Assignment: In the listing below, find the line that contains "fish tail | locate" and the line that contains "wet hand | locate". Quote both and every line between them, exactly, and nothing more.

Record extracts:
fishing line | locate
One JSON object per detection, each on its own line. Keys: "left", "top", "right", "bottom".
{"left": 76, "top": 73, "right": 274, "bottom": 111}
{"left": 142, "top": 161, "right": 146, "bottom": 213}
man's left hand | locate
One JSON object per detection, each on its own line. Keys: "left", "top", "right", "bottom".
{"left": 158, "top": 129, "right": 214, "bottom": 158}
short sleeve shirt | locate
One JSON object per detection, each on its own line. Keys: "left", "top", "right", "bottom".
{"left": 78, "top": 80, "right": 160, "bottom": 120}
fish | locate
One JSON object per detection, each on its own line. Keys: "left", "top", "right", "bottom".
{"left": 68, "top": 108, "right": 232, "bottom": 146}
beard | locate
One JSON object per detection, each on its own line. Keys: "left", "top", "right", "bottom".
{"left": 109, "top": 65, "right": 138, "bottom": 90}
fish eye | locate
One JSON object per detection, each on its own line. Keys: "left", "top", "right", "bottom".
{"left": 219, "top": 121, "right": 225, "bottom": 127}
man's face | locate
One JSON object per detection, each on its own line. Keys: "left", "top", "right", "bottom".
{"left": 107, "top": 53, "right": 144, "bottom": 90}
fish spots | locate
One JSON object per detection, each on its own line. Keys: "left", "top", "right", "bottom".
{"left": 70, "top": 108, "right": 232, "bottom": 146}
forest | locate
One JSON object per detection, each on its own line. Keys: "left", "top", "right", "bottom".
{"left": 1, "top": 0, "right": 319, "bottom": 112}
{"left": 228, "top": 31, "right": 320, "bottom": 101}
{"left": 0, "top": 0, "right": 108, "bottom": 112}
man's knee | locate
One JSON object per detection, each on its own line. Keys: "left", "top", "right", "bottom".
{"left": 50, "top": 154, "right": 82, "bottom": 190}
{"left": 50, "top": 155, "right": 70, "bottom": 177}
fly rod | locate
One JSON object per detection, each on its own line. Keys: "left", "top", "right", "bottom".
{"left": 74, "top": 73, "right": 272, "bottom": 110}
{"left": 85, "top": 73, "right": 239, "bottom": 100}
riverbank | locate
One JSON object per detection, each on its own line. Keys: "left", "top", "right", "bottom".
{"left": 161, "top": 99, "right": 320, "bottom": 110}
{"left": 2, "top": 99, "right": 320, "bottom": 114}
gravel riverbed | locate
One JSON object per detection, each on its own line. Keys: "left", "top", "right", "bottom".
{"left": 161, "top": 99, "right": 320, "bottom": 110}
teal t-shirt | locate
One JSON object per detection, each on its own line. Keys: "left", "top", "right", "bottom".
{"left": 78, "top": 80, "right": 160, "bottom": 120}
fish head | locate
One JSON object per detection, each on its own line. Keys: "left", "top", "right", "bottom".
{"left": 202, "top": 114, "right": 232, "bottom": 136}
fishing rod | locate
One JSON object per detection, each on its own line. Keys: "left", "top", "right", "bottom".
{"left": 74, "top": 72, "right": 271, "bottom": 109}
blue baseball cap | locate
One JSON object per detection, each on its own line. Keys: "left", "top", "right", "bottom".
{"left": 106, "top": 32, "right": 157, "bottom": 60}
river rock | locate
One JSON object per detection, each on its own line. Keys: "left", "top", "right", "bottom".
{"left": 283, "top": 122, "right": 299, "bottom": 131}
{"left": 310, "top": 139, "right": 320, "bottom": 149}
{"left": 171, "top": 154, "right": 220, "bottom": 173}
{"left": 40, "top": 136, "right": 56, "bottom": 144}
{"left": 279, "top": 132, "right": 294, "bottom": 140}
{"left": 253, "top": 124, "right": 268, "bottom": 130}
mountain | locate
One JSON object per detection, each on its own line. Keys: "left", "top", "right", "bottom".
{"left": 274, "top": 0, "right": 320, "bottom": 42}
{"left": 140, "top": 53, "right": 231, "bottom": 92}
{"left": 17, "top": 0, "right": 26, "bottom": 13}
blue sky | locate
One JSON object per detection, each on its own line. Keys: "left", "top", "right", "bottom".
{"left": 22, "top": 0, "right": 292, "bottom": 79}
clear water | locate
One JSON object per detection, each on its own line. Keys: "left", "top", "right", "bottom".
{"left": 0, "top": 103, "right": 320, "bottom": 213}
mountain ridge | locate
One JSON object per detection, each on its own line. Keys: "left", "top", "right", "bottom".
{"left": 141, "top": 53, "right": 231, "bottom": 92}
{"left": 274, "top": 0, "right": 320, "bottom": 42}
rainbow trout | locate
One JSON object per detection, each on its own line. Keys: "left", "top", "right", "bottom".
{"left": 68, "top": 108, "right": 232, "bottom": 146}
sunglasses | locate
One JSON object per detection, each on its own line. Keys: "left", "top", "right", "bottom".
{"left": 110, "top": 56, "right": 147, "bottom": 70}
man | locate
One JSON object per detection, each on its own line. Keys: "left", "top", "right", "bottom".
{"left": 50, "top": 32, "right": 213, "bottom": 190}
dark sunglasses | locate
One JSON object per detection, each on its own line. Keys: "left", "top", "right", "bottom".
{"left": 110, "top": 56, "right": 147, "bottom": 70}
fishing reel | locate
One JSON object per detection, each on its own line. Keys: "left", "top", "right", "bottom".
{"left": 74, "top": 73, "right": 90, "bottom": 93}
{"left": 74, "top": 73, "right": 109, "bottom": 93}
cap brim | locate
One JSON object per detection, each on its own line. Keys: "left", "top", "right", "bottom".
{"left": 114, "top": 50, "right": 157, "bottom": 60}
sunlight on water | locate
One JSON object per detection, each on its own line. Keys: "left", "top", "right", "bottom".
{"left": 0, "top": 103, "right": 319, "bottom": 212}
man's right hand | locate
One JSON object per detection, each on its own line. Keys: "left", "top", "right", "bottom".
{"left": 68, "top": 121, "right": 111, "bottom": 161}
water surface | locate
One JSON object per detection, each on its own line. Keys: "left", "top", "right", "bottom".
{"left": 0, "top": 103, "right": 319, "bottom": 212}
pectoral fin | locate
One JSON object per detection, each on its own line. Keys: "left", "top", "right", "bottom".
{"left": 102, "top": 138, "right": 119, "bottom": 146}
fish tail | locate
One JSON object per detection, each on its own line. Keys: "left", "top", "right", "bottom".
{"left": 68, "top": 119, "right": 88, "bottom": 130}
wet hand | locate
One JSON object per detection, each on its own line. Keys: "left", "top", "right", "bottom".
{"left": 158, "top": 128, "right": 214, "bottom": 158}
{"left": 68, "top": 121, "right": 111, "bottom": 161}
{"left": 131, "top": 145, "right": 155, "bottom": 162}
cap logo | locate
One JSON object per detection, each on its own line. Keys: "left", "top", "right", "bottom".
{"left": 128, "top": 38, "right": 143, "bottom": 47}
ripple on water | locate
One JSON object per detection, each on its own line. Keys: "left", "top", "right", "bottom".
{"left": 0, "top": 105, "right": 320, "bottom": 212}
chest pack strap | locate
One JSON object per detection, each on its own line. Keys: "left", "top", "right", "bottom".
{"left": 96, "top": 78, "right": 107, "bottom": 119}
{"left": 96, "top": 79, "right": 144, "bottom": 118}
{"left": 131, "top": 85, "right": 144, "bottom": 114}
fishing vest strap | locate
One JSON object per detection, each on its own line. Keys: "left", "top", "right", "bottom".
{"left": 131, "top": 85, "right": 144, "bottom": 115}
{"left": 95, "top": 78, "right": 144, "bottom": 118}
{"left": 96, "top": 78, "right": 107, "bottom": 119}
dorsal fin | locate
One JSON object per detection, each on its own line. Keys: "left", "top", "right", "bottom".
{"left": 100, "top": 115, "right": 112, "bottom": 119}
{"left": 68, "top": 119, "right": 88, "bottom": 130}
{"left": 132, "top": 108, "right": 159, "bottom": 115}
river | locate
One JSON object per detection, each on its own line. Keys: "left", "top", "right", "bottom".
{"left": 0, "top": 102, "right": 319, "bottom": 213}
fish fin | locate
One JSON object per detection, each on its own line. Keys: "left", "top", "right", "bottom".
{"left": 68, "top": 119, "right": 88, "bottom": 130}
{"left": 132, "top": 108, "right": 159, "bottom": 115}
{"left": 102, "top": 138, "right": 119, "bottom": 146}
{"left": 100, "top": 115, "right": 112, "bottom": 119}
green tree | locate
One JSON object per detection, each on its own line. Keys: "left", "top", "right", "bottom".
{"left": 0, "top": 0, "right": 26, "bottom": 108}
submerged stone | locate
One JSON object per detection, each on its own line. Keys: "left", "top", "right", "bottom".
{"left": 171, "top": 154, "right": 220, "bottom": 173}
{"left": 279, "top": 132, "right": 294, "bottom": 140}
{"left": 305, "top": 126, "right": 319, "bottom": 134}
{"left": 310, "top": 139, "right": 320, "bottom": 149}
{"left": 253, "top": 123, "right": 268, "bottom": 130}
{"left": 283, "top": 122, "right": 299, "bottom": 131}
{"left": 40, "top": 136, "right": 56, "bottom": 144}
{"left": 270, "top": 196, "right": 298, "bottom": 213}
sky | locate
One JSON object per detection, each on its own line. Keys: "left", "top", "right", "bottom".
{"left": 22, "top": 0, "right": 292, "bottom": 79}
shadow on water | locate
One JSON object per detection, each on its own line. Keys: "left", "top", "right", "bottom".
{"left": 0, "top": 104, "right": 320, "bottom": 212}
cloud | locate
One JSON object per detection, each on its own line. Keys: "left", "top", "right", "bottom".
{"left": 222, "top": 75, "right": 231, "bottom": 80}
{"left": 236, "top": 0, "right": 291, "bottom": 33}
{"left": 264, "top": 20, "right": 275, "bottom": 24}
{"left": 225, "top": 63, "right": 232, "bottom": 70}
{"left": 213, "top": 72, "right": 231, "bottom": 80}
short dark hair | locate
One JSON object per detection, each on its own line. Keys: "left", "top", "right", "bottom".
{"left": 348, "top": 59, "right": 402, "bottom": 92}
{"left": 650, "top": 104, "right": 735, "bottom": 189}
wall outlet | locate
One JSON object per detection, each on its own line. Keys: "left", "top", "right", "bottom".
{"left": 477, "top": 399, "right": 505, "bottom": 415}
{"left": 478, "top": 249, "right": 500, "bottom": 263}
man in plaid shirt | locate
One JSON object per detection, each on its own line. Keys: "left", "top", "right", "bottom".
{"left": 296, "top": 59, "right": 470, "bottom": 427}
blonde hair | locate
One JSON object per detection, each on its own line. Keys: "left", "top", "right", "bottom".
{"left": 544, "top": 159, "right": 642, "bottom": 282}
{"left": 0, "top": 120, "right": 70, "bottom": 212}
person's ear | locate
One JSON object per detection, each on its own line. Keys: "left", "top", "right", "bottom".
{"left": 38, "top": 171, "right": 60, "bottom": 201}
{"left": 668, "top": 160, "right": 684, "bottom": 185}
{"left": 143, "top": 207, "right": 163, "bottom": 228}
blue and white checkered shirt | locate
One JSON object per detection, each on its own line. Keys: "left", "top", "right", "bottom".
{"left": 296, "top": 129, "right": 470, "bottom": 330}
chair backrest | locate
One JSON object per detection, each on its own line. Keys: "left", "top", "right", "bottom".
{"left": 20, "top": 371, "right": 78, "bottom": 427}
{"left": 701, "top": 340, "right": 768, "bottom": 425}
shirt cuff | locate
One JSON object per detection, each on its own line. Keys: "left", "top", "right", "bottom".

Solved problem:
fish tail | locate
One JSON object per detection, each on its own line. Keys: "left", "top", "right", "bottom".
{"left": 68, "top": 119, "right": 88, "bottom": 130}
wet hand | locate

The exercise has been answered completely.